Antes de tratar de dar una respuesta a esas preguntas deberíamos analizar qué ha ocurrido realmente en nuestra sociedad para que se haya podido producir ese cambio tan radical. Ese análisis, para que pueda tener algo de valor y pueda ser la puerta de entrada a la razón de la desacralización de la Semana Santa, debe ser claro y, sobre todo, verídico y realista, sin paños calientes, sin tapujos, llamándole al pan pan, y el vino vino. Un análisis en el que nos veamos todos reflejados, en el que estemos todos incluidos y con el cual se nos incite a realizar un acto de contrición por ser creadores y partícipes activos de esta nueva sociedad.

Como todos sabemos, el proceso globalizador al que está sometido en la actualidad el orbe mundial ha cambiado totalmente la perspectiva de la sociedad y, por ende, del hombre, del ser humano. A ese cambio tan brutal no podía ponerse de perfil la sociedad española, contagiándose del mismo e incluso extrapolándolo a su faceta más íntima y personal como es la religiosa en este caso.

Actualmente, nuestra sociedad es una sociedad sin identidad, cuyo ritmo cotidiano desborda inconsistencia del ser. Se vive en una constante y perpetua individualización colectiva, en una estetización de la realidad, fugacidad del disfrute, con relaciones personales inconsistentes, con pasión y fervor exagerados, y con una moral espontánea permisiva y autolegitimante. El ser humano vive y se orienta exclusivamente por lo inmediato, lo pragmático, lo empírico, y suele acabar buscando un horizonte finito y superficial, un estado dionisíaco que le permita su emancipación y le otorgue una identidad propia en una oscuridad y tenebrosidad vital, donde no quiere fundamentos absolutos, donde el principio unificador de todo es encontrar la profundidad de la vida, entendida ésta como un renovado “carpe diem” o “collige vigorosas”, antes de que la vida se marchite. Se vive en el permanente cambio, en la permanente movilidad, lo que acarrea una desvirtualización general de la persona.

Esa alteración de la verdadera naturaleza del ser humano afecta también a la faceta religiosa, la cual se ve alterada ante la propuesta de una desclerialización de la misma, buscando una religión que no moleste, que haga estar bien a uno mismo, que garantice el confort aunque sea un coladero de injusticias y éticas deshumanizantes. El relativismo y la privatización de la religión puede generar una religiosidad-humanidad-sociedad babélica que, lejos de ser tolerante e integradora, puede acabar en división, exclusión y conflicto. Ese fenómeno secularizador actual y contemporáneo trata de acabar con los restos confesionales que impregnan el terreno social.

## Lo que se pide:
Para cada frase, di si está de acuerdo con el fragmento sobre la Semana Santa, con un sí o un no, y copia las palabras del fragmento que lo deciden.
(a) La sociedad española no se contagió del cambio que trajo la globalización.
(b) El ser humano de hoy se guía solo por lo inmediato, lo práctico y lo que se puede comprobar.
(c) La privatización de la religión lleva a una sociedad más tolerante e integradora.

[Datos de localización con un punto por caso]
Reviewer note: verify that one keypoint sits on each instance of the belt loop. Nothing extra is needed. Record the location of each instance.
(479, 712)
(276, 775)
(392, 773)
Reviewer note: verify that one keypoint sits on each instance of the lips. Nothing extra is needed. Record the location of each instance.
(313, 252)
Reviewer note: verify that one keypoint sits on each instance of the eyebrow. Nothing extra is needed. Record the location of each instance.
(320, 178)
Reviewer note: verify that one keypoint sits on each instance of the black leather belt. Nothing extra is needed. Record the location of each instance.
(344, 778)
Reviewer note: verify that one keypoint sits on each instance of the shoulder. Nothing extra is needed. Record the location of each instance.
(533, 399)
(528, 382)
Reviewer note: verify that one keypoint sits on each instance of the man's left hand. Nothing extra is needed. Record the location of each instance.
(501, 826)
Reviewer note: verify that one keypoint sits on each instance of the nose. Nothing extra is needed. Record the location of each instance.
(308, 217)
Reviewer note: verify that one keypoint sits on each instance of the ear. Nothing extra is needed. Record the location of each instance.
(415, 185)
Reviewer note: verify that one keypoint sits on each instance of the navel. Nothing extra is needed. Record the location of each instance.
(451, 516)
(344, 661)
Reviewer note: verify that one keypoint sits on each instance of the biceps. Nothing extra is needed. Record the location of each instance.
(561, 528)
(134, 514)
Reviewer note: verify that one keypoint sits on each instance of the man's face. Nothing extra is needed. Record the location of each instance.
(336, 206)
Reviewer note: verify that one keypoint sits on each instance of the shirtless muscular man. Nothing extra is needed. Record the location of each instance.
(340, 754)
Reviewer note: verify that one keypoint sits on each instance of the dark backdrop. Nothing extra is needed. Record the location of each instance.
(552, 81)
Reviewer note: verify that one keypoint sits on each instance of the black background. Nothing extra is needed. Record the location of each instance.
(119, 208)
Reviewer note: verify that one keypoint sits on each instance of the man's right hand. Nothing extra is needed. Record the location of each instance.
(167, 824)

## Respuesta escrita:
(a) No: «A ese cambio tan brutal no podía ponerse de perfil la sociedad española, contagiándose del mismo».
(b) Sí: «El ser humano vive y se orienta exclusivamente por lo inmediato, lo pragmático, lo empírico».
(c) No: «lejos de ser tolerante e integradora, puede acabar en división, exclusión y conflicto».